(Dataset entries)

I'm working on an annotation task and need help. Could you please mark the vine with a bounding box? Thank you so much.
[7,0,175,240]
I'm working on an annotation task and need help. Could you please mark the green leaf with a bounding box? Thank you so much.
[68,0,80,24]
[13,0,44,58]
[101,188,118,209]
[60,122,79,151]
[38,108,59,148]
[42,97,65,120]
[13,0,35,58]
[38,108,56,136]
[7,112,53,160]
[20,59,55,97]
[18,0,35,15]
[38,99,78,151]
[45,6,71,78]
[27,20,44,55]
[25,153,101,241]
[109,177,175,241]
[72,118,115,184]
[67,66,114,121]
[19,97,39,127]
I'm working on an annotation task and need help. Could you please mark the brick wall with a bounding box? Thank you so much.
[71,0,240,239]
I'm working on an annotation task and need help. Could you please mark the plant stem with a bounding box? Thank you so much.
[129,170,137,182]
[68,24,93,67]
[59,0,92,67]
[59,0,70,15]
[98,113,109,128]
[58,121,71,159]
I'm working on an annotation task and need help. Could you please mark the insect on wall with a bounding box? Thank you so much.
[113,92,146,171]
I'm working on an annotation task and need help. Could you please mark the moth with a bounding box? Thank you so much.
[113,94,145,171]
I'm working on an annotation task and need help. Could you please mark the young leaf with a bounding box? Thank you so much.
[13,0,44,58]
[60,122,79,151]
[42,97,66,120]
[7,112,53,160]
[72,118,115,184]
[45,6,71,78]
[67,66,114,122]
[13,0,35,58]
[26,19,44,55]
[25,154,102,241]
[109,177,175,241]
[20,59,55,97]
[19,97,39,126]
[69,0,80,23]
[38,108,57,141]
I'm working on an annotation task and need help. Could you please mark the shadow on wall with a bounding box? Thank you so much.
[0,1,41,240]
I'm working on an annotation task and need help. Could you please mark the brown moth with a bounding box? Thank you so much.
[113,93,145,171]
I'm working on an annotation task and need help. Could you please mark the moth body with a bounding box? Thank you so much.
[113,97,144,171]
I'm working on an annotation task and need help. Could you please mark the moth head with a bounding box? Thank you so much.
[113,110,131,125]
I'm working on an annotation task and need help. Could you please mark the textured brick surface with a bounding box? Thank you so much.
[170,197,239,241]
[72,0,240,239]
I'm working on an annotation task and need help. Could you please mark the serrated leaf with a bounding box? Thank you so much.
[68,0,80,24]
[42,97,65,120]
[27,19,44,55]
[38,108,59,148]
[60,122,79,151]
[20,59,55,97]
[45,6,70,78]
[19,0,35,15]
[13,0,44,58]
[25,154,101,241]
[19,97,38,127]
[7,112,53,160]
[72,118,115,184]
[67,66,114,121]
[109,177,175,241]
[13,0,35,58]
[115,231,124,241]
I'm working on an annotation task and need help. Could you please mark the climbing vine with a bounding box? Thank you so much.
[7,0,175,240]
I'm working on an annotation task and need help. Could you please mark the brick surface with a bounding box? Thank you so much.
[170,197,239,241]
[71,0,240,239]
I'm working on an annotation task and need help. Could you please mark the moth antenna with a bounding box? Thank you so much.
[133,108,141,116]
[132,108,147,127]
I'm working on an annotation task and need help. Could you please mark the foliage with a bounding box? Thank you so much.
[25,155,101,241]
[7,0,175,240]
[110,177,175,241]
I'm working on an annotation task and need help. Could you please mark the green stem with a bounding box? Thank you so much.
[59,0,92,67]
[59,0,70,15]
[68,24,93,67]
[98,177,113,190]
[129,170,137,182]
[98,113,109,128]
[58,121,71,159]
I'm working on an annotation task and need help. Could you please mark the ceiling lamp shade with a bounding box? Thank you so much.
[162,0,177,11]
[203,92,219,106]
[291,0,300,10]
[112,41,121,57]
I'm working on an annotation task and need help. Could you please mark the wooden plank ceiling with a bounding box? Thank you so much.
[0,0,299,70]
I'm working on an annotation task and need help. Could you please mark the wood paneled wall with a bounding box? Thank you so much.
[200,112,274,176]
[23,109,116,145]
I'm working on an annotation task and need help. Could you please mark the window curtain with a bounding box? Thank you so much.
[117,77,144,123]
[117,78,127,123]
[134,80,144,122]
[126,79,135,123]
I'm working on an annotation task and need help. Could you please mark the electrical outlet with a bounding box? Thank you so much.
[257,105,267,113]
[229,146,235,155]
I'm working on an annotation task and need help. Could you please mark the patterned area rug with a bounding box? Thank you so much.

# Exercise prompt:
Please restate each record exactly as it reads.

# Result of this task:
I'm working on an annotation task and need help. Could you please mark the vine with a bounding box? Thank you so much.
[7,0,175,240]
I'm working on an annotation task and need help. Could you please mark the green leaf with a bounding box? Thank you so much.
[68,0,80,24]
[13,0,44,58]
[101,188,118,209]
[60,122,79,151]
[38,108,59,148]
[42,97,65,120]
[13,0,35,58]
[38,108,56,136]
[7,112,53,160]
[20,59,55,97]
[18,0,35,15]
[38,99,78,151]
[45,6,71,78]
[27,20,44,55]
[25,153,101,241]
[109,177,175,241]
[72,118,115,184]
[67,66,114,121]
[19,97,39,127]
I'm working on an annotation task and need help. Could you please mark the brick wall with a bounding box? Thank you so much.
[71,0,240,239]
I'm working on an annotation task and need help. Could you please mark the plant stem with a bounding box? Thank you so much.
[129,170,137,182]
[68,24,93,67]
[59,0,92,67]
[59,0,70,15]
[98,113,109,128]
[58,121,71,159]
I'm working on an annotation task and need help. Could you please mark the insect on wall with a bounding box? Thank you so much.
[113,92,146,171]
I'm working on an annotation task and need help. Could you please mark the moth with a bounding box? Thank you so much.
[113,94,145,171]
I'm working on an annotation task and need help. Could you please mark the young leaf with a bounding box? Thank you so much.
[13,0,44,58]
[60,122,79,151]
[42,97,66,120]
[7,112,53,160]
[72,118,115,184]
[45,6,71,78]
[67,66,114,122]
[13,0,35,58]
[26,19,44,55]
[25,154,102,241]
[109,177,175,241]
[20,59,55,97]
[19,97,39,126]
[69,0,80,23]
[38,108,57,141]
I'm working on an annotation task and need help. Could you please mark the shadow on wall with a bounding box? Thank you so much.
[0,1,41,240]
I'm working on an annotation task and need help. Could you please mark the brown moth with a bounding box? Thank you so much.
[113,93,145,171]
I'm working on an annotation task and need help. Could you please mark the moth body with a bounding box? Thank you so much.
[113,97,144,171]
I'm working on an annotation task and need help. Could you please mark the moth head with a bounding box? Thank you so much.
[113,110,131,125]
I'm working on an annotation task and need help. Could you please mark the textured brick surface with a bounding box? Thank you so much.
[170,197,239,241]
[72,0,240,239]
I'm working on an annotation task and need help. Could you please mark the serrated leaf with a bounding box? Thank you so much.
[68,0,80,24]
[42,97,65,120]
[27,19,44,55]
[38,108,59,148]
[60,122,79,151]
[20,59,55,97]
[45,6,70,78]
[19,0,35,15]
[13,0,44,58]
[25,154,101,241]
[19,97,38,127]
[7,112,53,160]
[72,118,115,184]
[67,66,114,121]
[109,177,175,241]
[13,0,35,58]
[115,231,124,241]
I'm working on an annotation task and need help. Could you please mark the climbing vine with a bounding box? Thank you so much.
[7,0,175,240]
I'm working on an annotation task and need help. Could you please mark the brick surface with a bounding box? Thank you so much.
[170,197,239,241]
[71,0,240,239]
I'm working on an annotation task and need help. Could you please mark the moth antenna with a bounding box? Thank you so much.
[133,108,141,116]
[132,108,147,127]
I'm working on an annotation task and need help. Could you please mark the foliage with a bounding box? Thank you so much.
[25,155,101,241]
[7,0,175,240]
[110,177,175,241]
I'm working on an annotation task and need help. Could you please mark the green stem with a bounding box? Thank you so much.
[59,0,92,67]
[59,0,70,15]
[68,24,93,67]
[98,177,113,190]
[129,170,137,182]
[98,113,109,128]
[58,121,71,159]
I'm working on an annotation task and need help. Could you please mark the ceiling lamp shade with a bounding box? Thank you so much.
[162,0,177,11]
[203,92,219,106]
[291,0,300,10]
[112,41,121,57]
I'm working on an annotation task and need help. Could you please mark the wooden plank ceiling with a bounding box? Thank you so much.
[0,0,299,70]
I'm working on an annotation task and need help. Could you please mark the wood paneled wall with a bounding box? Thank you so much.
[200,112,274,176]
[23,109,116,145]
I'm working on an annotation task and need help. Could you please mark the window curtain with a bounding box? Thank you so much.
[117,77,144,123]
[117,78,127,123]
[134,80,144,122]
[126,79,135,123]
I'm working on an annotation task and need help. Could you please mark the electrical outlet with a bounding box? Thank you so much.
[257,105,267,113]
[229,146,235,155]
I'm working on an annotation task and need help. Could you please mark the patterned area rug with a bounding box? Thank you so much.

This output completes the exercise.